* [What the exercise asks]:
From the listing below, extract each line that contains the string "blue", copying those lines unchanged and in their original order.

════

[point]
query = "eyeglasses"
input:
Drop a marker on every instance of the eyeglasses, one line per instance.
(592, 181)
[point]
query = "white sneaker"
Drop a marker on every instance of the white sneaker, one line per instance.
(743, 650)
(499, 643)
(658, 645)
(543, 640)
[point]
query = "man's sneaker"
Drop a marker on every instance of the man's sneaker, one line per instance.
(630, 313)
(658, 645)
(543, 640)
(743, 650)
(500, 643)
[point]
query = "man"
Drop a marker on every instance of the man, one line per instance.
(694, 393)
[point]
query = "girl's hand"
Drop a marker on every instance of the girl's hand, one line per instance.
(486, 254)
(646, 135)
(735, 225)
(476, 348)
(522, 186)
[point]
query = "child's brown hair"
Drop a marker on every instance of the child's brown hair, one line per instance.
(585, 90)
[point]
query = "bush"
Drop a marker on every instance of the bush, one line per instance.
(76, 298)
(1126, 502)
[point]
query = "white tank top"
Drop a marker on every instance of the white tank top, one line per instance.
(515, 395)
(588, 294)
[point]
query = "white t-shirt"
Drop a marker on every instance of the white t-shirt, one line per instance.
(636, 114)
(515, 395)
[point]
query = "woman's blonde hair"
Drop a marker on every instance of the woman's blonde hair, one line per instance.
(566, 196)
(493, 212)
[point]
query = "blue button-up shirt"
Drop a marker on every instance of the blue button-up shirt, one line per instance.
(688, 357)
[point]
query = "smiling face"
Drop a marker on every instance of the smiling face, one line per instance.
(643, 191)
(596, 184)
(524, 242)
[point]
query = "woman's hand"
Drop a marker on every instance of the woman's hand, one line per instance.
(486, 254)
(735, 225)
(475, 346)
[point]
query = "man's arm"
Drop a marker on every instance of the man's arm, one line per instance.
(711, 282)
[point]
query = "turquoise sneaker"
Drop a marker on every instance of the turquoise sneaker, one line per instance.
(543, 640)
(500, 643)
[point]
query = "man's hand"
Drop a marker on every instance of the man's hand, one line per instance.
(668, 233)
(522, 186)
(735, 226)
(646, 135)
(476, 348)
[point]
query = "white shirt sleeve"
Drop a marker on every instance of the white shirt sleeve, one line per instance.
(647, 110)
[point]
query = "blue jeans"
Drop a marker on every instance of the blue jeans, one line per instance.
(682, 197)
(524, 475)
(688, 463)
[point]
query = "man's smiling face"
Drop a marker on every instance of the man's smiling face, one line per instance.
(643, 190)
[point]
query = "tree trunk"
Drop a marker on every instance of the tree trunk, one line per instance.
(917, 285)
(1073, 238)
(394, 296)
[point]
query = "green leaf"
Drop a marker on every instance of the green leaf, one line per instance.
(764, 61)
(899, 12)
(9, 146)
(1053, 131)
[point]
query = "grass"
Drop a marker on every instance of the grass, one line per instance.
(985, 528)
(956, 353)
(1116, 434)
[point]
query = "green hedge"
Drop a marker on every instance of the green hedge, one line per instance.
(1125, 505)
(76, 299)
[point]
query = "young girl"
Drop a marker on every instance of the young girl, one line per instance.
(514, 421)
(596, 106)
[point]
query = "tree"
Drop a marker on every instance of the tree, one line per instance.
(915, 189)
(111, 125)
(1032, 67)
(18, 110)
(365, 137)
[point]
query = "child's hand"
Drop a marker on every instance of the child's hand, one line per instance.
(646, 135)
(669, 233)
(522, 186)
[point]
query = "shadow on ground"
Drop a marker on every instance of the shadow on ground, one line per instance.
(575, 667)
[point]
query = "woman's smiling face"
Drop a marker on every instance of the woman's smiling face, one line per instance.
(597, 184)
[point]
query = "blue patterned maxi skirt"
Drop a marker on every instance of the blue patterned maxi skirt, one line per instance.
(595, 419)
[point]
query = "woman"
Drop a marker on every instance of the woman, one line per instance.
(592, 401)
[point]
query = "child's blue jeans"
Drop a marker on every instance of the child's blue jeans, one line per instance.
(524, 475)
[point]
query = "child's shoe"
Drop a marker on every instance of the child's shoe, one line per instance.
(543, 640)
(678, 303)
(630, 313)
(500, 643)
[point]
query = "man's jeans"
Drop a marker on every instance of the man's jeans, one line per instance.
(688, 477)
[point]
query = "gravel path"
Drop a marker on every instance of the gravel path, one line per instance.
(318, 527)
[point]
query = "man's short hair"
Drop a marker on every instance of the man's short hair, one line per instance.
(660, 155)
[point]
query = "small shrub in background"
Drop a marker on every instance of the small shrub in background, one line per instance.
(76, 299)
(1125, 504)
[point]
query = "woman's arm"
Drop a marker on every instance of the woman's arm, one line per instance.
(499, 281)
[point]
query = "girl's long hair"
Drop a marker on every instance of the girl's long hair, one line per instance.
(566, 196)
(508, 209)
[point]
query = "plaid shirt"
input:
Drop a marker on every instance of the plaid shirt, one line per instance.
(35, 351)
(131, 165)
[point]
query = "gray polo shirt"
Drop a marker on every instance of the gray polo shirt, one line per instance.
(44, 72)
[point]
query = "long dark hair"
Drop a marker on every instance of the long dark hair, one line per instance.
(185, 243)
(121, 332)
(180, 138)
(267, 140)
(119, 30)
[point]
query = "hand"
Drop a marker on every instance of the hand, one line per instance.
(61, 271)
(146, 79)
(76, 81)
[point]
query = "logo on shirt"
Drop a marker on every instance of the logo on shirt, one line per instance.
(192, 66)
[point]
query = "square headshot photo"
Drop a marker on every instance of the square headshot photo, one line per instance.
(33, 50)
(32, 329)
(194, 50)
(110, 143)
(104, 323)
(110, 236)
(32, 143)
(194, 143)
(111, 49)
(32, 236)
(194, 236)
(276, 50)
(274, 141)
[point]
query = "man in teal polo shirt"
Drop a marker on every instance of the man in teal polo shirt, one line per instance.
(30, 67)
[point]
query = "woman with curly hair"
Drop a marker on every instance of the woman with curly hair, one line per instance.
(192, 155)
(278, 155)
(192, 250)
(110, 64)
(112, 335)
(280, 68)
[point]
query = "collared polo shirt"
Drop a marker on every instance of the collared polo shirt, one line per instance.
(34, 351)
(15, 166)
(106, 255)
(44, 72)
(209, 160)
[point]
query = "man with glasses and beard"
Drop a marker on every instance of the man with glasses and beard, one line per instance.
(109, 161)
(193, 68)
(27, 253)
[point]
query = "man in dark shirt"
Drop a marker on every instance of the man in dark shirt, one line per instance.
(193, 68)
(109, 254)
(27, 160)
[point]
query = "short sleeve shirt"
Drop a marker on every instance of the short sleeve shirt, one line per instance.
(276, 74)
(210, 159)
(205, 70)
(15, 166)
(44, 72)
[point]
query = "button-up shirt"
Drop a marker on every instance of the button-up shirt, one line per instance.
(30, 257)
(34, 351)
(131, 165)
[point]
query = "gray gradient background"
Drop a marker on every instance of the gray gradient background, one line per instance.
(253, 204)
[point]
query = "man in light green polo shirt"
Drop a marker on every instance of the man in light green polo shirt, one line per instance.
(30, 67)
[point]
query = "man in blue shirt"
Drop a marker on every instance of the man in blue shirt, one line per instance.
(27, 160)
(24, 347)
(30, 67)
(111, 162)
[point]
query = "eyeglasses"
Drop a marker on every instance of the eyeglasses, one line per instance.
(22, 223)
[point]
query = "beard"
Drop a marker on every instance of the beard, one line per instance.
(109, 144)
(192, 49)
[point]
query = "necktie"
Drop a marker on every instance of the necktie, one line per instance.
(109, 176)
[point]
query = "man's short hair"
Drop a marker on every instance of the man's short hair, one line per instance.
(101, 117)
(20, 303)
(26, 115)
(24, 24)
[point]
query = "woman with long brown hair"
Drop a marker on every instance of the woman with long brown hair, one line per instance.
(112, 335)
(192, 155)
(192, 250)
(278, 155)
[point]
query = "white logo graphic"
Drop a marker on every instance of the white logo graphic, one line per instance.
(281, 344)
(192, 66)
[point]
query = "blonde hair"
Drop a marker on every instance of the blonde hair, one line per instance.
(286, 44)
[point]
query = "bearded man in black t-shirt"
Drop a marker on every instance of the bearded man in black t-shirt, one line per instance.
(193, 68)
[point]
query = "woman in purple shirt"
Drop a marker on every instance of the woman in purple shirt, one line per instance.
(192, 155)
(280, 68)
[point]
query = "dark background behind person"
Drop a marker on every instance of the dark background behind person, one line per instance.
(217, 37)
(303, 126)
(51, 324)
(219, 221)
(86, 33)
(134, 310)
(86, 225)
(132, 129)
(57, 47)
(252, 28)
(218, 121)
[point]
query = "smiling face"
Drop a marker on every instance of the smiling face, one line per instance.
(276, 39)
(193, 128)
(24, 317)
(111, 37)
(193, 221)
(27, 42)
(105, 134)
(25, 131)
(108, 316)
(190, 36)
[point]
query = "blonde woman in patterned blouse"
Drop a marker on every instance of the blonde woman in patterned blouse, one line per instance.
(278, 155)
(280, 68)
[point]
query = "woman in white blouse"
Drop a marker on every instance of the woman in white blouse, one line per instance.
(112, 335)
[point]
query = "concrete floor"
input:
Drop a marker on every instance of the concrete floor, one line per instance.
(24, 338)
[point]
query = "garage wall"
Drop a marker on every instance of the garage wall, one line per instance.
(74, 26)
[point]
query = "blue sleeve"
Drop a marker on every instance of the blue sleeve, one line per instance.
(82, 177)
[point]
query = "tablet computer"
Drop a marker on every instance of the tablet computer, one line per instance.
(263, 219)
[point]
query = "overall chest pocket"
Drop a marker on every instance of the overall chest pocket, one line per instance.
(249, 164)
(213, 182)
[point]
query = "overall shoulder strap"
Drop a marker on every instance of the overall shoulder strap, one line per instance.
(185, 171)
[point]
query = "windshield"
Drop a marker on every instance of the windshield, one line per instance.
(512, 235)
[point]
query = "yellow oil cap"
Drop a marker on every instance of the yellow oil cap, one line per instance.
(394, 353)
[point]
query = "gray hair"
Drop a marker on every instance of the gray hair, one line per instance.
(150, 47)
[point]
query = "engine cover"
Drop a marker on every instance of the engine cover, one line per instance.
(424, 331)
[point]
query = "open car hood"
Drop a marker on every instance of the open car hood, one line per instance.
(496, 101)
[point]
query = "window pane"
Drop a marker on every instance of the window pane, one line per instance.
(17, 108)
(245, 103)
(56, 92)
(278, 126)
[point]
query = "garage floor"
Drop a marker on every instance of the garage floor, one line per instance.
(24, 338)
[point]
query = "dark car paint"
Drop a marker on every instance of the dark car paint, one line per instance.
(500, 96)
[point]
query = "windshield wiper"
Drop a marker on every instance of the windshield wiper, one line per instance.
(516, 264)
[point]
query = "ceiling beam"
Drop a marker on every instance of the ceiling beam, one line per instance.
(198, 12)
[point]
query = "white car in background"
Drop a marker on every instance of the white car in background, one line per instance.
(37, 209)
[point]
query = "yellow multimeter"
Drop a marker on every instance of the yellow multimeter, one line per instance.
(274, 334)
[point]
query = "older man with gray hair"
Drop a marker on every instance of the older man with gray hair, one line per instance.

════

* [Output]:
query = "blue button-up shirt"
Drop a marker on every instance of the blue button-up shirt, one line per instance.
query = "blue jeans"
Drop a marker on every instance of the blue jeans, one line per instance.
query = "blue patterned maxi skirt"
Drop a marker on every instance of the blue patterned maxi skirt, one line per instance.
query = "child's blue jeans"
Drop a marker on every instance of the child's blue jeans, one line per instance.
query = "man in blue shirt"
Drop a marker on every instance of the man in blue shirt, one line per instance.
query = "blue sleeve"
Drop a marker on every instance of the blue sleeve, one line per instance.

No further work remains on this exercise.